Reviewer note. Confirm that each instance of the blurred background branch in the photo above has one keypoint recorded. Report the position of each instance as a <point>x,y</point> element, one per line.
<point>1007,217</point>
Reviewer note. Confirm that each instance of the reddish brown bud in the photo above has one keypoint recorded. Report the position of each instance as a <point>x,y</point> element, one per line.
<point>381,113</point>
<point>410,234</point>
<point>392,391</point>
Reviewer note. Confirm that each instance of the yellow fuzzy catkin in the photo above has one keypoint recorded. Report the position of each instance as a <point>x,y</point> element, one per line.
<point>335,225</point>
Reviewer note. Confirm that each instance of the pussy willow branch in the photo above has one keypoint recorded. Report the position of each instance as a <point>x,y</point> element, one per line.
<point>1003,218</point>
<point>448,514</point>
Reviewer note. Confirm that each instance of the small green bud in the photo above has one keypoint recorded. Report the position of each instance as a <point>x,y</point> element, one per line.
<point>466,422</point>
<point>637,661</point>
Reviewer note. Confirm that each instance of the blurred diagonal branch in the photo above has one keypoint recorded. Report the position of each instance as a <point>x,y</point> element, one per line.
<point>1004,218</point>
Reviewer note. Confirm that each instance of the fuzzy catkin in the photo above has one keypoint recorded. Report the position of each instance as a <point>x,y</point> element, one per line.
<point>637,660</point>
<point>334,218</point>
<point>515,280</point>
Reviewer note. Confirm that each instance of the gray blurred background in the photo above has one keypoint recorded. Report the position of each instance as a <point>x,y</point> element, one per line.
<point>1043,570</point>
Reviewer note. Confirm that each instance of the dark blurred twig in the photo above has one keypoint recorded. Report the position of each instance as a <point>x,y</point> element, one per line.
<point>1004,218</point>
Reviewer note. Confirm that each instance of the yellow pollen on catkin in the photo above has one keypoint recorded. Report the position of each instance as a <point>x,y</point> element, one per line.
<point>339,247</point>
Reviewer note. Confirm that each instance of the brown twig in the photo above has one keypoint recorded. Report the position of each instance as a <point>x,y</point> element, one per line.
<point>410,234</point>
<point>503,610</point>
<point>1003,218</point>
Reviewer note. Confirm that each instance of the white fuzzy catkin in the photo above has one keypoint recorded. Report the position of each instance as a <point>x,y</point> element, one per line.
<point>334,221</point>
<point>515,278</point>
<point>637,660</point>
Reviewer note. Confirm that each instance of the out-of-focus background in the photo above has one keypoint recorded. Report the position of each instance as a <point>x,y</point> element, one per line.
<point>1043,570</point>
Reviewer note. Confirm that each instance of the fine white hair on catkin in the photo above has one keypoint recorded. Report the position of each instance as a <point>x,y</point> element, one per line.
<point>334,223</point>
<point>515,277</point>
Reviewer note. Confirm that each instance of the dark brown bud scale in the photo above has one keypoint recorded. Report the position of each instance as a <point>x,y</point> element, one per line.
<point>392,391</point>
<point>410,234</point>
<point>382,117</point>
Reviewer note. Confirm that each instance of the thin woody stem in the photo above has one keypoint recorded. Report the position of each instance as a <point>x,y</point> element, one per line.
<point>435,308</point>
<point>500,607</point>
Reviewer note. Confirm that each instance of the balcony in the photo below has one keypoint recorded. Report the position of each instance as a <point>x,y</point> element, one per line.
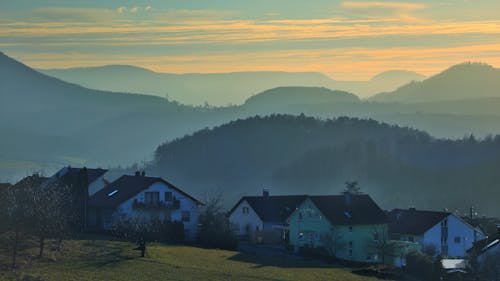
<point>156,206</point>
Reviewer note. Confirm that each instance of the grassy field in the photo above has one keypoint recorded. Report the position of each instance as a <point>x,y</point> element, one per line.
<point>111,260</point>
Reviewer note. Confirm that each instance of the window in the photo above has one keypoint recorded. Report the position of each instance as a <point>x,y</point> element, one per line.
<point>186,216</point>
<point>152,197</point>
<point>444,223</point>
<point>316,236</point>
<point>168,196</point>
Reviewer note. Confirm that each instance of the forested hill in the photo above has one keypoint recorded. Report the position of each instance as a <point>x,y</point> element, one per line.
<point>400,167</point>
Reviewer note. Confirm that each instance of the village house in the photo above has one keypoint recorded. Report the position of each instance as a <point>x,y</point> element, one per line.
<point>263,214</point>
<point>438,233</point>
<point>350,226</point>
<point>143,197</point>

◇ ◇ ◇

Your goal >> Write out every line of the material above as a JSON list of strings, one string per line, skipping blank lines. Leave any pictures out of the answer.

Response to this task >>
[
  "Reviewer note. Confirm that each instance of the blurred background branch in the photo above has one keypoint recorded. Report the position of each instance as a <point>x,y</point> element, one per line.",
  "<point>1007,217</point>",
  "Reviewer note. Confirm that each instance of the reddish brown bud in the photo above has one keypoint recorded. Report the position of each instance as a <point>x,y</point> element, one per line.",
  "<point>381,113</point>",
  "<point>410,234</point>",
  "<point>392,391</point>",
  "Reviewer note. Confirm that each instance of the yellow fuzzy catkin in the photo above has one keypoint recorded. Report the position of each instance as a <point>x,y</point> element, one per line.",
  "<point>335,225</point>",
  "Reviewer note. Confirm that each instance of the pussy willow branch in the photo above has one keypoint recorded. Report the position of each instance as a <point>x,y</point> element, one per line.",
  "<point>1003,218</point>",
  "<point>448,514</point>",
  "Reviewer note. Confirm that each instance of the small green bud in the photo above has one keypoint recorded. Report the position of each instance as a <point>x,y</point> element, one per line.",
  "<point>466,422</point>",
  "<point>637,661</point>",
  "Reviewer note. Confirm that each instance of the blurred diagonal branch in the photo above has one keypoint recorded. Report the position of each instance as a <point>x,y</point> element, one per line.",
  "<point>1004,218</point>",
  "Reviewer note. Confirm that each instance of the fuzzy catkin in the photo above has one keypoint recorded. Report the position of each instance as a <point>x,y</point> element, one per line.",
  "<point>637,660</point>",
  "<point>334,218</point>",
  "<point>515,280</point>",
  "Reviewer note. Confirm that each instance of the gray blurred background in the photo above has one keypoint recorded. Report the position of each instance as a <point>x,y</point> element, one per line.",
  "<point>1043,570</point>",
  "Reviewer note. Confirm that each instance of the dark blurred twig in the photo above has one keypoint recorded. Report the position of each instance as a <point>x,y</point> element, one per line.",
  "<point>1004,218</point>",
  "Reviewer note. Confirm that each instance of the yellow pollen on catkin in the photo above has one keypoint recorded. Report the position of each instance as a <point>x,y</point> element, one per line.",
  "<point>339,247</point>",
  "Reviewer note. Confirm that each instance of the brown twig in the photo above has one keypoint recorded. Report the position of each instance as a <point>x,y</point> element, one per line.",
  "<point>410,234</point>",
  "<point>503,610</point>",
  "<point>1003,218</point>",
  "Reviewer note. Confirm that each instance of the white fuzzy catkin in the photo above has one keypoint recorded. Report the position of each instance as a <point>x,y</point> element, one per line.",
  "<point>334,221</point>",
  "<point>515,278</point>",
  "<point>637,660</point>",
  "Reviewer note. Confirm that each instance of the out-of-focus background in the photo above has one keypoint recorded. Report the position of each instance as a <point>x,y</point> element, one per line.",
  "<point>1043,570</point>",
  "Reviewer note. Confirm that each instance of the fine white hair on catkin in the photo above has one keypoint recorded. Report the position of each instance as a <point>x,y</point> element, one per line.",
  "<point>334,223</point>",
  "<point>515,277</point>",
  "Reviewer note. Confirm that each instance of the dark brown bud scale in the photo above has one keypoint recorded. Report the position of each instance as a <point>x,y</point> element, one per line.",
  "<point>392,391</point>",
  "<point>410,234</point>",
  "<point>382,117</point>",
  "Reviewer note. Confirm that each instance of the thin woody stem in the photo above has one keypoint recorded. Report the position of each instance as a <point>x,y</point> element, one per line.",
  "<point>435,308</point>",
  "<point>500,607</point>",
  "Reviewer note. Confirm that each instance of the balcony in the photo below has one keypoint recorded. Report the position of each instance as a <point>x,y</point> element, one per line.",
  "<point>156,206</point>",
  "Reviewer note. Confirm that each instance of the grassy field in the photo above has one keypoint recorded. Report the position of each instance as a <point>x,y</point> element, one per line.",
  "<point>111,260</point>",
  "Reviewer note. Confirm that each instance of the window in the photo above has one keypoint recorded. Report the position of each instance as a <point>x,y</point> element, one per line.",
  "<point>186,216</point>",
  "<point>152,197</point>",
  "<point>444,223</point>",
  "<point>316,236</point>",
  "<point>168,196</point>",
  "Reviewer note. Confirm that each instance of the forested hill in the photo above has one keypoint recorded. Report the position of each instance as a <point>x,y</point> element, one per line.",
  "<point>400,167</point>",
  "Reviewer note. Confirm that each instance of the village house in the photo above has one keypoint recorded. Report the position of each instance as a <point>x,y</point> element, one per line.",
  "<point>263,214</point>",
  "<point>438,233</point>",
  "<point>350,226</point>",
  "<point>143,197</point>"
]